Quesito: Secondo il brano sulle Olimpiadi di Atlanta, quanti atleti presero parte ai Giochi di Atene del 1896?

Cent’anni dalle prime Olimpiadi moderne… Le imprese degli americani… Il Dream Team III… Gli avversari della Jugoslavia…
Erano passati cento anni dalla ormai lontanissima prima edizione olimpica dell’era moderna, Atene 1896. Sarebbe stato bello tornare là, nella culla dei Giochi, a celebrare la ricorrenza vedendo il fuoco ardere sulla terra in cui viene acceso ogni quattro anni, a rivivere quello spirito di competizione e fratellanza che aveva sorretto la grande opera del barone De Coubertin. Bello, ma non conveniente. Non era solo trascorso un secolo, era cambiato il mondo! La Grecia e Atene proponevano storia, tradizione, poesia; gli Stati Uniti e Atlanta, progresso, sponsor, denaro. Questi ultimi, cioè i valori materiali, risultarono più attuali e stimolanti.
La città capitale dello stato della Georgia non era propriamente una metropoli, ma alle spalle (anzi, dentro di sé) si muoveva un autentico colosso commerciale, la cui sigla iniziava con Coca e finiva con Cola… Problemi per realizzare un evento universale come una Olimpiade? Economicamente, nessuno! Che importava se non c’era l’atmosfera giusta, se l’organizzazione non curava i particolari e per le strade regnava il caos? Lo show poteva andare avanti lo stesso, magari circondato da una campagna pubblicitaria e da uno sfarzo che rischiavano di soffocarlo. A contaminare l’animo puro della festa sportiva arrivò anche un attentato – si era nel bel mezzo dei Giochi – che con l’esplosione di una bomba nel Centennial Olympic Park, mentre era in corso un concerto rock, fece due vittime e più di un centinaio di feriti. Qui però c’entrava solo la stupidità e la cattiveria umana, che nell’arco di cento anni, purtroppo, non erano mai passate di moda.
In nome di interessi commerciali, le Olimpiadi dovevano assomigliare sempre più a un circo. Da questo punto di vista, Atlanta ’96 fu un successo già in partenza. Venghino siori venghino! Il richiamo produsse l’ennesimo record di partecipazione, con un numero di atleti che, per la prima volta, superò la soglia dei 10.000 (10.361), di cui un terzo donne. Che fosse passato un secolo lo dicevano chiaramente anche questi dati: ad Atene erano stati 285 gli atleti, e tutti maschi… Per aumentare le nazioni, poi, bastava affidarsi ai continui cambiamenti politici. Dodici in più vennero soltanto dal completo smembramento dell’ex Unione Sovietica: Russia in testa, poi Ucraina, Kazakistan, Bielorussia e via via tutti gli altri stati che a Barcellona avevano partecipato uniti (diciamo attaccati insieme per l’occasione) sotto la sigla CSI. Tornava la Jugoslavia, che teneva insieme soltanto Serbia e Montenegro; c’era spazio anche per la Palestina, che si ritrovava sullo stesso campo dei nemici storici dell’Israele; e poi ancora Eritrea e Cambogia dopo quasi trent’anni, l’Iran con la prima donna (di chador vestita).

Materiale fornito:
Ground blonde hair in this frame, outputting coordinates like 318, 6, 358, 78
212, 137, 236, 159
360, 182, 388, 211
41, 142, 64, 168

Risposta: 285 atleti, tutti maschi.